* start *

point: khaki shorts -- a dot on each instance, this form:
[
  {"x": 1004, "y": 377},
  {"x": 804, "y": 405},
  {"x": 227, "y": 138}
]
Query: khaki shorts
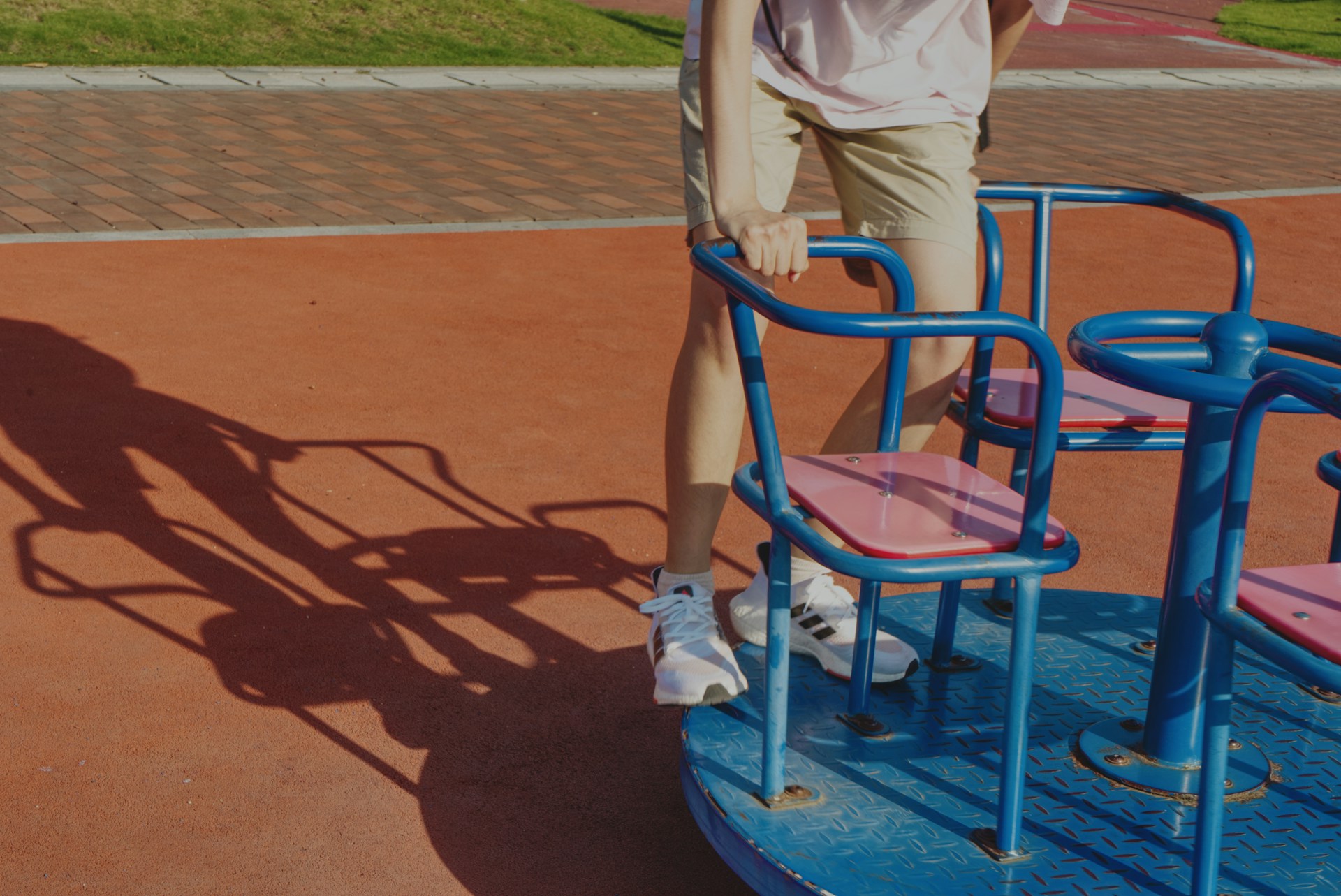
[{"x": 895, "y": 183}]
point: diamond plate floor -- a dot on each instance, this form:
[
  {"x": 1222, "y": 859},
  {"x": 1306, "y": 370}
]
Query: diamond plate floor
[{"x": 895, "y": 816}]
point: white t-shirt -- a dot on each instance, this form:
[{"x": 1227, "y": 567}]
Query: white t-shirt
[{"x": 879, "y": 64}]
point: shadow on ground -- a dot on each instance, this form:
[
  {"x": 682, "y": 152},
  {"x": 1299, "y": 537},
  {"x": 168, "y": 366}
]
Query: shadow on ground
[{"x": 520, "y": 757}]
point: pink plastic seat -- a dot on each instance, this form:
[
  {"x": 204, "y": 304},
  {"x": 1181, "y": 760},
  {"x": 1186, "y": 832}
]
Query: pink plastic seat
[
  {"x": 911, "y": 505},
  {"x": 1088, "y": 402},
  {"x": 1303, "y": 604}
]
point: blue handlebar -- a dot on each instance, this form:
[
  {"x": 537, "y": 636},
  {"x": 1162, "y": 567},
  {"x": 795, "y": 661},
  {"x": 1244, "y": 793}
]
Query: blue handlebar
[{"x": 1182, "y": 371}]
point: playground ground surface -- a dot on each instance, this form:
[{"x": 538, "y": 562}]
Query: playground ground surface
[{"x": 325, "y": 553}]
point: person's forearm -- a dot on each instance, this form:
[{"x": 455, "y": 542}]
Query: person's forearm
[
  {"x": 724, "y": 86},
  {"x": 1010, "y": 20}
]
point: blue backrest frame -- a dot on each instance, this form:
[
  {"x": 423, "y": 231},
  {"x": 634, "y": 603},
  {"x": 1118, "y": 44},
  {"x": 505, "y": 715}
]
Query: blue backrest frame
[
  {"x": 747, "y": 298},
  {"x": 1221, "y": 601}
]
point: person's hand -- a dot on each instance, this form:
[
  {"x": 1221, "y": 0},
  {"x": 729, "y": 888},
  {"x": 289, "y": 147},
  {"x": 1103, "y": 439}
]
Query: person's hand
[{"x": 771, "y": 243}]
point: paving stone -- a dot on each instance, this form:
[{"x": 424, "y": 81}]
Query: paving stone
[{"x": 533, "y": 154}]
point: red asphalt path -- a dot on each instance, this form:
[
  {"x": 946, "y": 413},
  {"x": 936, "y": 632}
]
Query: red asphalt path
[{"x": 323, "y": 555}]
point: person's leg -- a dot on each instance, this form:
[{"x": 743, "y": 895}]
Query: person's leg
[
  {"x": 944, "y": 279},
  {"x": 705, "y": 408},
  {"x": 692, "y": 661},
  {"x": 704, "y": 420},
  {"x": 912, "y": 188}
]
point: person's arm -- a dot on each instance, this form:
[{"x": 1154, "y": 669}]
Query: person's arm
[
  {"x": 770, "y": 242},
  {"x": 1010, "y": 19}
]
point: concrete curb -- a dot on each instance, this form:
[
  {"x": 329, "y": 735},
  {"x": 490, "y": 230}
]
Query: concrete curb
[
  {"x": 270, "y": 78},
  {"x": 492, "y": 227}
]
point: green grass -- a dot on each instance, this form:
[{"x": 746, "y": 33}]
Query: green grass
[
  {"x": 1300, "y": 26},
  {"x": 332, "y": 33}
]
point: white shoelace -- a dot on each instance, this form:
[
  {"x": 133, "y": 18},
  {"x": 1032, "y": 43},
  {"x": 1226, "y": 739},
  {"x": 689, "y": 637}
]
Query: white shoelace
[
  {"x": 684, "y": 619},
  {"x": 832, "y": 603}
]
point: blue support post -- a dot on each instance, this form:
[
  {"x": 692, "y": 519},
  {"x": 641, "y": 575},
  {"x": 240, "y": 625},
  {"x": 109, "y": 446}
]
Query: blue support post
[
  {"x": 1178, "y": 687},
  {"x": 775, "y": 680},
  {"x": 1215, "y": 761},
  {"x": 1016, "y": 735},
  {"x": 943, "y": 642},
  {"x": 864, "y": 655}
]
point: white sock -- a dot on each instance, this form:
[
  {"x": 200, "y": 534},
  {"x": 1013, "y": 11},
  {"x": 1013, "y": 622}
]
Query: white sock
[
  {"x": 804, "y": 568},
  {"x": 670, "y": 580}
]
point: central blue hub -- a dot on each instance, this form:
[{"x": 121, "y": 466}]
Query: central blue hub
[{"x": 895, "y": 816}]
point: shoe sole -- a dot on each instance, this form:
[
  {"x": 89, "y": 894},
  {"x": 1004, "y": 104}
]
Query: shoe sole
[
  {"x": 712, "y": 695},
  {"x": 807, "y": 651}
]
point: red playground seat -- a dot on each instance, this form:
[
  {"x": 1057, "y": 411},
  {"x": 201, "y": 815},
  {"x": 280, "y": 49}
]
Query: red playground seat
[
  {"x": 1301, "y": 604},
  {"x": 911, "y": 505}
]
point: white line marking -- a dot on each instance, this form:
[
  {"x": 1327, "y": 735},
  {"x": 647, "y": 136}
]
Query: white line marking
[{"x": 495, "y": 227}]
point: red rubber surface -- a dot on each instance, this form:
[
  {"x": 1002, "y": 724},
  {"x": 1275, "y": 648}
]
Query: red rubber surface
[{"x": 415, "y": 677}]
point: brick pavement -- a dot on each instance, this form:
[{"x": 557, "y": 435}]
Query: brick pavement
[{"x": 176, "y": 160}]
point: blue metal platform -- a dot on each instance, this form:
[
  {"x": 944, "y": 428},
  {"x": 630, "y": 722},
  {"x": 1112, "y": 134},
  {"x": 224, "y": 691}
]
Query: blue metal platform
[{"x": 893, "y": 816}]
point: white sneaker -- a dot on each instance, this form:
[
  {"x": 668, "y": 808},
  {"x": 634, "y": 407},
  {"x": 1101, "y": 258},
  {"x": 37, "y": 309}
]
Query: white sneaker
[
  {"x": 689, "y": 654},
  {"x": 823, "y": 624}
]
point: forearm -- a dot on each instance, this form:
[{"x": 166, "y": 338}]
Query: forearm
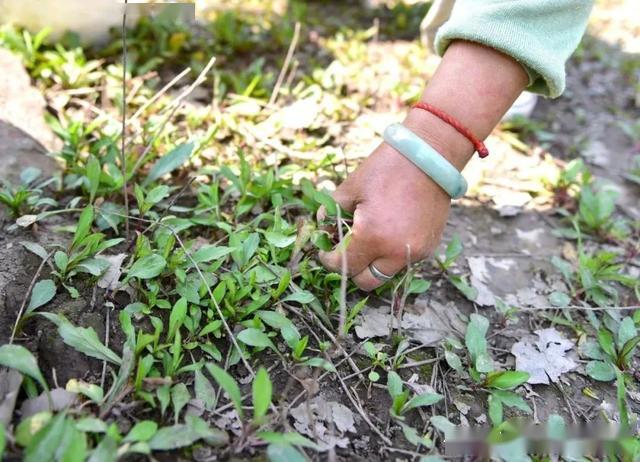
[{"x": 476, "y": 85}]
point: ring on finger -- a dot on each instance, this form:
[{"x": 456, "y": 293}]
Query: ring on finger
[{"x": 379, "y": 275}]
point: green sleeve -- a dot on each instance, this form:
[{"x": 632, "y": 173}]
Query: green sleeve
[{"x": 540, "y": 34}]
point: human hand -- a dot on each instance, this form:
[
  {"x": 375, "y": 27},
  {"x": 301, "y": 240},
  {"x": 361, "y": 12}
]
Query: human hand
[{"x": 399, "y": 214}]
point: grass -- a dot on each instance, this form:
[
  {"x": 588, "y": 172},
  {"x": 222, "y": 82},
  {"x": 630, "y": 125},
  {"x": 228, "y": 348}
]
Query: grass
[{"x": 227, "y": 306}]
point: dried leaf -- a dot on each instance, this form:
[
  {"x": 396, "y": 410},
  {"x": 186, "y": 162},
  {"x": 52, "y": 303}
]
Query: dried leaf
[{"x": 545, "y": 358}]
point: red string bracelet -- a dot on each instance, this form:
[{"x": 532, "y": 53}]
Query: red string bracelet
[{"x": 477, "y": 144}]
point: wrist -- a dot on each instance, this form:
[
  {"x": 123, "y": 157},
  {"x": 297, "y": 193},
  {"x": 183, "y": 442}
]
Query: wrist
[{"x": 440, "y": 136}]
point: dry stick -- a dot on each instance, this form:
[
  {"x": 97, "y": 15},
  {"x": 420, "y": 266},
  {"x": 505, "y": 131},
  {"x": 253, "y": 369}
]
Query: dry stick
[
  {"x": 106, "y": 343},
  {"x": 285, "y": 65},
  {"x": 123, "y": 158},
  {"x": 331, "y": 337},
  {"x": 175, "y": 105},
  {"x": 363, "y": 414},
  {"x": 158, "y": 95},
  {"x": 26, "y": 296}
]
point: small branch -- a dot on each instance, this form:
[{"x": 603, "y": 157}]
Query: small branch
[
  {"x": 123, "y": 158},
  {"x": 285, "y": 65},
  {"x": 175, "y": 105},
  {"x": 343, "y": 277},
  {"x": 26, "y": 296}
]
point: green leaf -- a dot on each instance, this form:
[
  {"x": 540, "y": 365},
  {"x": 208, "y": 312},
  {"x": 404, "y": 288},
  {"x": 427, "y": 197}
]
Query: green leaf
[
  {"x": 42, "y": 445},
  {"x": 425, "y": 399},
  {"x": 180, "y": 396},
  {"x": 84, "y": 225},
  {"x": 94, "y": 266},
  {"x": 626, "y": 331},
  {"x": 507, "y": 380},
  {"x": 453, "y": 360},
  {"x": 444, "y": 425},
  {"x": 204, "y": 390},
  {"x": 142, "y": 431},
  {"x": 93, "y": 175},
  {"x": 83, "y": 339},
  {"x": 3, "y": 439},
  {"x": 495, "y": 410},
  {"x": 147, "y": 267},
  {"x": 418, "y": 286},
  {"x": 394, "y": 384},
  {"x": 454, "y": 249},
  {"x": 605, "y": 339},
  {"x": 293, "y": 438},
  {"x": 177, "y": 317},
  {"x": 90, "y": 390},
  {"x": 35, "y": 248},
  {"x": 209, "y": 253},
  {"x": 463, "y": 286},
  {"x": 106, "y": 451},
  {"x": 256, "y": 338},
  {"x": 156, "y": 195},
  {"x": 229, "y": 385},
  {"x": 601, "y": 371},
  {"x": 475, "y": 340},
  {"x": 170, "y": 162},
  {"x": 43, "y": 292},
  {"x": 559, "y": 299},
  {"x": 627, "y": 350},
  {"x": 19, "y": 358},
  {"x": 27, "y": 428},
  {"x": 512, "y": 399},
  {"x": 284, "y": 452},
  {"x": 177, "y": 436},
  {"x": 261, "y": 392},
  {"x": 279, "y": 240},
  {"x": 91, "y": 425}
]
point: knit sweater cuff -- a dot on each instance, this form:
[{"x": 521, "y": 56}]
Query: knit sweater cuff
[{"x": 540, "y": 34}]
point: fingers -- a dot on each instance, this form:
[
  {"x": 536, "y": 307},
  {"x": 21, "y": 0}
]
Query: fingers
[
  {"x": 357, "y": 249},
  {"x": 367, "y": 281}
]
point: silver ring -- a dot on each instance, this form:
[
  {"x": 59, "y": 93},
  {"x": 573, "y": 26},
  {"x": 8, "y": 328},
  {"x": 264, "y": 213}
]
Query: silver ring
[{"x": 379, "y": 275}]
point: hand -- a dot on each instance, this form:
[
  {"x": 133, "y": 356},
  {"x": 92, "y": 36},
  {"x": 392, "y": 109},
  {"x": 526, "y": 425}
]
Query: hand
[{"x": 399, "y": 214}]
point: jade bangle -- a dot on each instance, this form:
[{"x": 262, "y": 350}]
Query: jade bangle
[{"x": 426, "y": 159}]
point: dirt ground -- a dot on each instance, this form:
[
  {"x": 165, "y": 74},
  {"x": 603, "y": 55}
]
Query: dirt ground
[{"x": 505, "y": 230}]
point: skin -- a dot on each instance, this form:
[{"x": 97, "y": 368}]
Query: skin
[{"x": 399, "y": 212}]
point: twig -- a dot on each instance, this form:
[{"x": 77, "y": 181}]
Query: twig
[
  {"x": 175, "y": 105},
  {"x": 343, "y": 276},
  {"x": 26, "y": 296},
  {"x": 363, "y": 414},
  {"x": 285, "y": 65},
  {"x": 420, "y": 363},
  {"x": 581, "y": 308},
  {"x": 159, "y": 94},
  {"x": 106, "y": 343},
  {"x": 123, "y": 158}
]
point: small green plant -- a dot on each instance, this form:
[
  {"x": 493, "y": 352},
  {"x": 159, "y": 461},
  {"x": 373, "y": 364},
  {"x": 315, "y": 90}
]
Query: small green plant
[
  {"x": 612, "y": 352},
  {"x": 594, "y": 277},
  {"x": 26, "y": 198},
  {"x": 498, "y": 384}
]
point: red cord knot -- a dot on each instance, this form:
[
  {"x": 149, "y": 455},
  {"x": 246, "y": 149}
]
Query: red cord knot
[{"x": 478, "y": 145}]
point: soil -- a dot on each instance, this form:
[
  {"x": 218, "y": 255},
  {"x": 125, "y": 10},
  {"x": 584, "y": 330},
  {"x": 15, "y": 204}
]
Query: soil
[{"x": 583, "y": 122}]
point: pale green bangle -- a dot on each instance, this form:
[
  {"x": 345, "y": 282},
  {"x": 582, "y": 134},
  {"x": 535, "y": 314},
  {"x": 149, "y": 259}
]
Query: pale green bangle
[{"x": 426, "y": 159}]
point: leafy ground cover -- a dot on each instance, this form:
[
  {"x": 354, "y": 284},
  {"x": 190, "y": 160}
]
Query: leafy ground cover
[{"x": 168, "y": 302}]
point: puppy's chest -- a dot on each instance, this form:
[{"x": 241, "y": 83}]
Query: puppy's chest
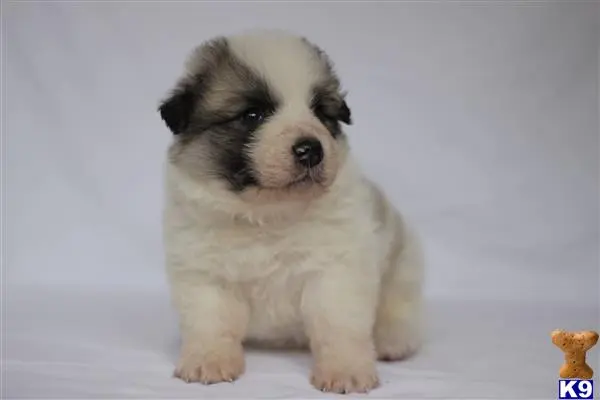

* end *

What you are asked to do: Tally the lines in the data above that contain the string "twig", and give only the resulting number.

Output: 2